#### LISTED ENTRIES:
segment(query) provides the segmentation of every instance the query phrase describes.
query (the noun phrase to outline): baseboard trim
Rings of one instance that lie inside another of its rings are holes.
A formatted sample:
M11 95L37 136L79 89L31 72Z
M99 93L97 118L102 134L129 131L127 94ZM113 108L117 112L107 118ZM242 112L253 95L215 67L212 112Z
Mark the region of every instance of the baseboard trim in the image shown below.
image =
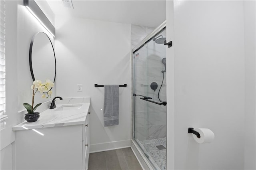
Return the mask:
M120 140L90 144L90 153L98 152L131 147L131 140Z

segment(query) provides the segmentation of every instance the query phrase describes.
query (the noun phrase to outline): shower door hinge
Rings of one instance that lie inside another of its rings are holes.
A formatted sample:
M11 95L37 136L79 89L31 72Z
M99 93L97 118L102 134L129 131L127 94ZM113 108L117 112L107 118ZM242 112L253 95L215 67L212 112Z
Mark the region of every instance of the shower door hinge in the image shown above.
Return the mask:
M166 43L166 40L165 40L164 42L164 45L168 45L168 48L170 48L172 46L172 41L169 42L168 43Z

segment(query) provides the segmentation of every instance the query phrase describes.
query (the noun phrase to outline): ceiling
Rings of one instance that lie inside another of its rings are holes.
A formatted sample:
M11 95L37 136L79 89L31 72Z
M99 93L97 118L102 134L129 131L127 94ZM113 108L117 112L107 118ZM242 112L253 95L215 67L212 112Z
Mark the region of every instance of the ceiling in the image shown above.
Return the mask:
M156 27L166 20L165 0L72 0L74 9L62 0L48 0L55 15Z

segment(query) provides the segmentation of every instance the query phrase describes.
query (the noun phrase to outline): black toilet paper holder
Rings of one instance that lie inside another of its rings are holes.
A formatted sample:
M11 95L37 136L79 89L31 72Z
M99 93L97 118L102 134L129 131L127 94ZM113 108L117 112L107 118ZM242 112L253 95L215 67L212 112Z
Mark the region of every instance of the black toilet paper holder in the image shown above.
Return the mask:
M200 134L198 132L194 130L193 128L188 128L188 133L193 133L193 134L195 134L196 135L196 137L198 138L200 138L201 137L201 136L200 136Z

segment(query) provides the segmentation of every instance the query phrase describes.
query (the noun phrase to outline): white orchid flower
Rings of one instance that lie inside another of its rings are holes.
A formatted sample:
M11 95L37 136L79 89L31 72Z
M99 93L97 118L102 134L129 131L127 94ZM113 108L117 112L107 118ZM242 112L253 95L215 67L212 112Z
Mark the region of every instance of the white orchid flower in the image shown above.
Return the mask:
M50 90L48 92L48 95L52 95L52 91L51 91Z
M46 88L45 85L43 85L42 86L42 88L43 89L43 92L44 92L44 93L47 93L48 92L48 91L49 90L47 89L47 88Z
M54 85L54 83L49 79L46 79L45 82L44 83L44 84L47 87L49 90L51 89L51 88L53 87Z
M40 80L36 80L33 82L33 84L35 85L35 88L38 88L39 86L42 85L42 81Z
M38 87L37 88L37 89L38 90L38 91L39 91L39 92L40 92L41 94L42 94L43 93L43 87L41 86Z

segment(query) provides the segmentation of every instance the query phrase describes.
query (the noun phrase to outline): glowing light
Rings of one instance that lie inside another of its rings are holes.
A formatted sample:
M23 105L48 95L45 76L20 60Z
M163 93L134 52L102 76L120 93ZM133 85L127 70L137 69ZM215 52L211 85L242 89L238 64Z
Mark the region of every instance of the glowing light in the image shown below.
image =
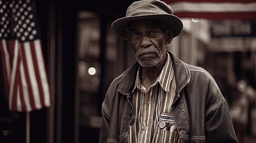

#### GOAL OF THE EXERCISE:
Report every line in the rows above that contains the word "holder". Case counts, so a line where the word appears with different capitalization does not match.

#### FINISHED TASK:
query (the noun phrase to outline): black toilet paper holder
Mark the region of every instance of the black toilet paper holder in the image shown above.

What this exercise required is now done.